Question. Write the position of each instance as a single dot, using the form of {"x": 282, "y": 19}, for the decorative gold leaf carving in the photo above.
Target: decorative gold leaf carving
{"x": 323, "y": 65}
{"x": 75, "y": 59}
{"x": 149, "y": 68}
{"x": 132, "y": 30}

--------------------------------------------------

*The task*:
Reproduce the material, substituting "silver leaf" for "gold leaf" and leaving everything else unchanged.

*Exercise output*:
Question. Write the position of each instance as a single dot, using the form of {"x": 282, "y": 19}, for the decorative silver leaf carving in the photo above.
Target: decorative silver leaf carving
{"x": 323, "y": 65}
{"x": 75, "y": 59}
{"x": 149, "y": 68}
{"x": 132, "y": 30}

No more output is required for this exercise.